(STATED GOAL):
Return all the entries exactly, keeping pictures out.

(INPUT ROWS):

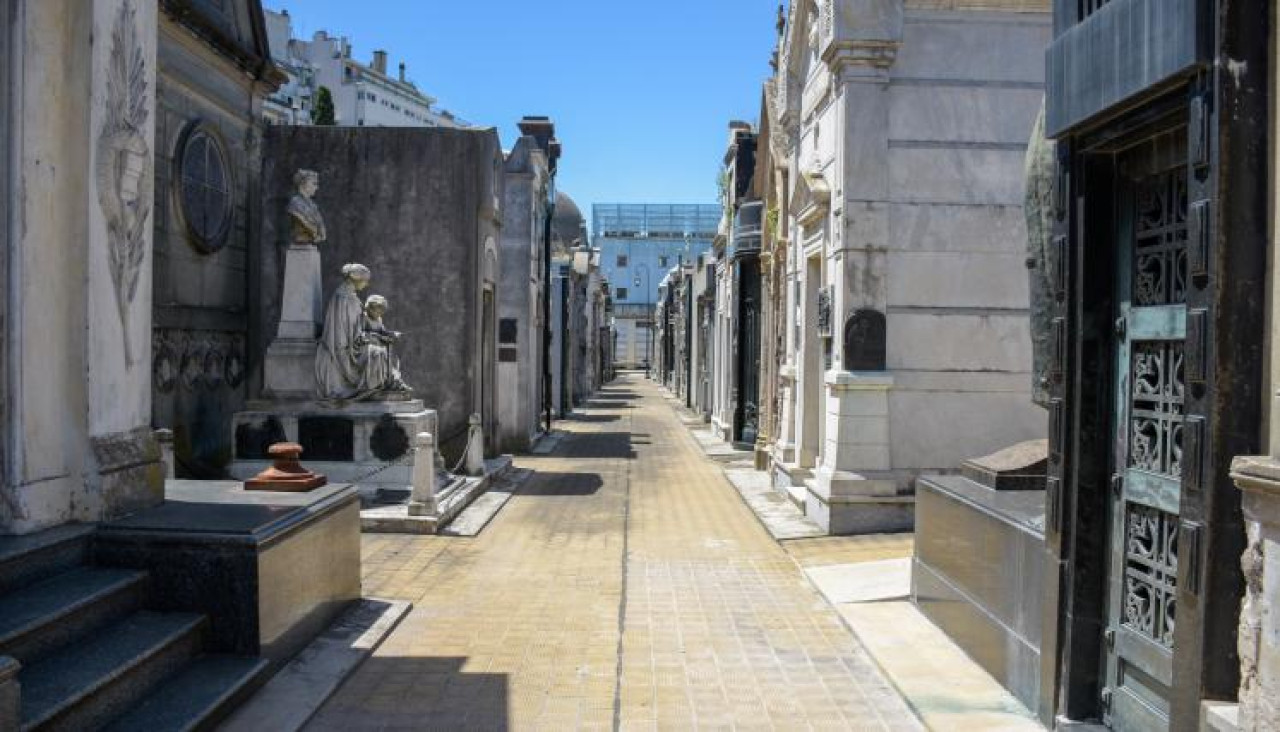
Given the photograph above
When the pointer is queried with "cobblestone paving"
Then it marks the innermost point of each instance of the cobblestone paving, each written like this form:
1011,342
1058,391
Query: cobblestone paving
625,588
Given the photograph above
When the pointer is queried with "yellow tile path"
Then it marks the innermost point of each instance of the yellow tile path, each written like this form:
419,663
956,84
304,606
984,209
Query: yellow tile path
625,588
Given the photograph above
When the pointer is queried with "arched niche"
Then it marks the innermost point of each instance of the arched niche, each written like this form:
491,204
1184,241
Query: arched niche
864,341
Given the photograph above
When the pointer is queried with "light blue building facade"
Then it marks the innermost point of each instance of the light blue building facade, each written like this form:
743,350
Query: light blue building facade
639,243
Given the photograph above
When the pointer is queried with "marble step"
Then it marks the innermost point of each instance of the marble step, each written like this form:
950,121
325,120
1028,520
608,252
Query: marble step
91,682
196,698
26,559
46,616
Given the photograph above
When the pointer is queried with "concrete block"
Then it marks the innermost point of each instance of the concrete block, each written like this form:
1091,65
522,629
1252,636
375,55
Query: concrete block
956,175
856,430
837,485
863,581
944,113
211,541
858,403
848,518
959,342
959,279
956,228
854,457
952,46
923,430
301,687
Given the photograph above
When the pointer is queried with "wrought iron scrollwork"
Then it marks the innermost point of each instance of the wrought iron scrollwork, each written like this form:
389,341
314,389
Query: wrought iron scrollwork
1160,241
1151,572
1156,407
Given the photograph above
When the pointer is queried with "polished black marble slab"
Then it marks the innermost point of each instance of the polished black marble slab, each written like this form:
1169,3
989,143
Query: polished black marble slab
978,573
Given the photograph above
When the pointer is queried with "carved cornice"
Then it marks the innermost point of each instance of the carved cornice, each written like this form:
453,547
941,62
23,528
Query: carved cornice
873,54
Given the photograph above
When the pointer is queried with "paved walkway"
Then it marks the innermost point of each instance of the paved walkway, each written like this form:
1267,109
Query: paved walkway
626,586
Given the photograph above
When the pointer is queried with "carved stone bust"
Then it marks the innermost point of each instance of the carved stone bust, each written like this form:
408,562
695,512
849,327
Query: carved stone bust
306,223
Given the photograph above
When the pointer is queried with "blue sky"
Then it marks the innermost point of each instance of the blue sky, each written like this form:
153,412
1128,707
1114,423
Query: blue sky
641,92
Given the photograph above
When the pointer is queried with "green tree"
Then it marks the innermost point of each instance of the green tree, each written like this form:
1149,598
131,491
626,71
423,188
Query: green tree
323,110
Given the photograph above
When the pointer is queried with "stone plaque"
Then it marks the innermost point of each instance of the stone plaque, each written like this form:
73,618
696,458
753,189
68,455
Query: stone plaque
507,330
327,439
864,341
252,440
388,440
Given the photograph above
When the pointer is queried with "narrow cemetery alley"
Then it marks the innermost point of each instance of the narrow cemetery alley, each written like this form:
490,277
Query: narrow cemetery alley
625,586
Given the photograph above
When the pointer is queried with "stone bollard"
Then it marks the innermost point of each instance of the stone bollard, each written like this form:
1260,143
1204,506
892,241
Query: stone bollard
164,438
9,696
475,448
423,499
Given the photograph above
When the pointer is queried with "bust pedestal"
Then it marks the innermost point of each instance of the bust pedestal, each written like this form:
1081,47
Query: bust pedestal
854,490
289,366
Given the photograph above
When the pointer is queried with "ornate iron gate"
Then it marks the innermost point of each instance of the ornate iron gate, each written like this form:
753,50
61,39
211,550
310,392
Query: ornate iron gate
1147,462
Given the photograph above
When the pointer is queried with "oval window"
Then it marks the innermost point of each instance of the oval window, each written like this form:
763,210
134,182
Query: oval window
204,191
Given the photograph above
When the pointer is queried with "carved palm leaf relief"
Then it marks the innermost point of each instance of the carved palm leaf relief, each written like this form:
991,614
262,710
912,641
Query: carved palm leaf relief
123,164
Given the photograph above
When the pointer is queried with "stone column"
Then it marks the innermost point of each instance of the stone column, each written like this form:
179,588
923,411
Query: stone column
302,306
1258,636
423,499
128,474
475,447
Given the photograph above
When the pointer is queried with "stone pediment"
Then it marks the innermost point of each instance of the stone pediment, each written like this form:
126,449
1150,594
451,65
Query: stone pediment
812,198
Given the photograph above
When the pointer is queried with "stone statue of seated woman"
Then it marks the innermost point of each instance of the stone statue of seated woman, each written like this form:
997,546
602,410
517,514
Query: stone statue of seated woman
378,341
355,360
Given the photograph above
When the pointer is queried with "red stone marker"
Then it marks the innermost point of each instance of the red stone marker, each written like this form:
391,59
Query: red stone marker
287,474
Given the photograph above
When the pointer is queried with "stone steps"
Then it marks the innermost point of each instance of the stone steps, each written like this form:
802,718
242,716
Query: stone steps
26,559
46,616
197,698
90,684
91,655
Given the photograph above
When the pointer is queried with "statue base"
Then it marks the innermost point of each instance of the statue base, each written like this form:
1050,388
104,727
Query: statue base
289,370
368,444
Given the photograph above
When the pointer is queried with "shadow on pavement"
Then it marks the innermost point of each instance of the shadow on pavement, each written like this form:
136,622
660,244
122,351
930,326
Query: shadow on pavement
595,445
563,484
435,694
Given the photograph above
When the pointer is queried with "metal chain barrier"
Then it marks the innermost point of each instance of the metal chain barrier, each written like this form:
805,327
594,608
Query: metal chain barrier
401,461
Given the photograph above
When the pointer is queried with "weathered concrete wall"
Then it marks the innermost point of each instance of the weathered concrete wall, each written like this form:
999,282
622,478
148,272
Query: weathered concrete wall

(FINAL RESULT):
Given the photograph above
When the pointer is queried with "cobblestone paving"
Then it marks the innermost point of each instance of the cobblestone paving, each written like this form:
1011,342
1058,391
Query: cobblestone paving
625,588
Given the photograph above
When the pointer is queried with "yellow tile path"
Then it marks the innermost point of each instance of the yellow tile path, each written like this form:
419,663
956,84
304,606
984,209
Query: yellow tile path
625,588
Given the photograph above
When the pointer is queried with "arched niche"
Then it marks the innermost point of each instance of the arched niche, each written like this form:
491,204
1184,241
Query: arched niche
864,341
Given the photograph above
When the pointer is queried with "light blue building facade"
Then it marks the innermost point of each instance of the light blue building facade, each written like this form:
743,350
Query: light blue building facade
639,243
Given the photograph above
When the pointer is queried with "marble step"
Then it marks the innermost point of each instance of the marble step, each written like this form:
950,121
325,120
1028,520
608,252
Query: marble step
91,682
196,698
26,559
46,616
Given the photograph above
When the pointer is queried with "concrete block"
Then it marks the innermost point of each instance of the concrete block, each written like this form:
1091,65
522,629
1252,636
375,55
Query: concrete block
956,175
856,430
837,485
863,581
944,113
211,541
858,403
848,518
959,342
959,279
956,228
854,457
952,46
923,430
301,687
Given the photograph above
When the pointer is queried with "wrought iron scrollwork"
Then it marks the innermost point of each instance of the wrought iron scrollwork, each written like this form:
389,341
314,389
Query: wrought iron scrollwork
1160,241
1151,572
1156,407
Given the photograph above
When the pointer is queried with "polished black marble slab"
Then it marks the innermost point of each instance of the polished black marble slab, each written like this form:
1169,3
989,143
Query: polished black marble slab
978,573
Given the photograph above
When the pointer is queried with "carved cornice"
Then it marks the innermost point of each instance of the carved cornice, each written like this form:
453,547
941,62
23,528
Query: carved cornice
873,54
Given the photograph above
When the pointer is queried with "paved walkway"
Then it marks the innermost point of each instance of the paved walkway, each written like this form:
1267,109
Query: paved walkway
626,586
Given the photograph above
When the pointer is queried with "carved stone bust"
Then it marks the innermost point of each instance of the carved stone bust, each written like this form:
408,562
695,512
849,327
Query: carved stone bust
306,223
Given the photograph above
When the pointer is queried with "blue sky"
Then it marks the innermost point of each instance of the blue sky, each written like this form:
153,412
1128,707
1114,423
Query: blue sky
641,92
Given the photograph above
When the pointer is queried with "green tree"
Then it marks the innermost point of each instance of the green tree, each written like this form:
1149,598
131,491
626,71
423,188
Query: green tree
323,110
Given the photograph above
When the pointer is queried with "stone plaque"
Then it marks the innermost point of each instance of the stone plaque, each written like this form:
73,618
696,458
753,189
68,455
Query: stone plaque
507,330
327,439
864,341
252,440
388,440
Given the photograph above
When the pointer is queried with "narrow cemetery alley"
Then it marks the innermost point of each instance of the narrow cemetery alley, each written like this form:
490,277
Query: narrow cemetery alley
625,586
Given the photograph above
When the pointer is queried with "stone bollard"
Then it marks the innermost point of each instance of the stone bollard, each written like this form:
1260,143
1204,506
892,241
Query: stone bollard
164,438
9,696
475,448
423,499
Given the photograph above
When the pointer is queried with "bust pedestal"
Then it marks the innermost point of each instance of the bust pedestal, each written like this form:
1081,47
Query: bust pedestal
854,490
289,366
Given the photograph above
When the pointer is queried with "ornate iron gate"
Then it marks the innermost point of each instance of the ornate iron gate, each written like this form:
753,50
61,39
211,550
310,392
Query: ornate iron gate
1147,462
Given the photograph above
When the pointer is queried with "oval window"
Then it marks the innermost point of each instance of the oval window, each written like this form:
763,210
134,182
Query: oval window
204,191
Given the photograph above
When the pointer is queried with "carved palm leaf relief"
Then it marks the innermost point of each instance of the carved palm leaf relief, each written like this form:
991,614
262,710
912,641
Query: carved palm leaf relief
123,164
Given the photograph above
When the pointer is queried with "stone column"
Then it marks the innermost point of each instance of the stone column, each written like this form:
179,588
923,411
Query: stone column
302,306
1258,636
423,499
128,474
475,447
Given the photograph above
When the pointer is queried with "stone pediment"
Then it marks the innermost point of each instance of the stone pediment, each written like this form:
126,449
1150,594
451,65
Query: stone pediment
812,198
Given the photograph above
When the pointer is queried with "stone statue of seated woman"
Then it marks the innermost point of each instance of the stone statue of seated woman, each written like this form:
997,546
602,410
517,514
Query: stone statue of seated woman
378,341
355,360
Given the photograph above
When the pointer is queried with "red stone marker"
Then it marks the innermost point of each instance of the red stone marker, each written like this form:
391,59
Query: red stone marker
287,474
Given the photograph above
When the pointer is queried with "stone steps"
Then it marks the innermost point of each instance of the stone steps, each written like this form:
802,718
242,716
Query: stone steps
26,559
46,616
197,698
90,684
91,655
Given the photograph above
When the pointer is queried with "statue base"
Then it marks the innermost point of each instance of the statue base, each written like this form:
1050,388
104,727
Query: statue base
289,370
368,444
Given the photograph above
When the pointer is queried with "shadow on pavement"
Then it marks the innermost point of each instance of the shadow on pavement, each written like this form:
136,622
660,244
122,351
930,326
Query: shadow on pavement
595,445
563,484
435,694
Given the photograph above
When the pointer is queried with "metal chain barrier"
Then it marks the innermost point of each instance of the metal chain barrier, each written like this form:
805,327
594,608
Query: metal chain barrier
401,461
Given the photograph above
When the pointer is queried with "weathered concrete wall"
Then it marks the innermost point of each instance of the weathered concrete wall, each written like this form:
999,282
622,478
148,272
Query: weathered concrete wall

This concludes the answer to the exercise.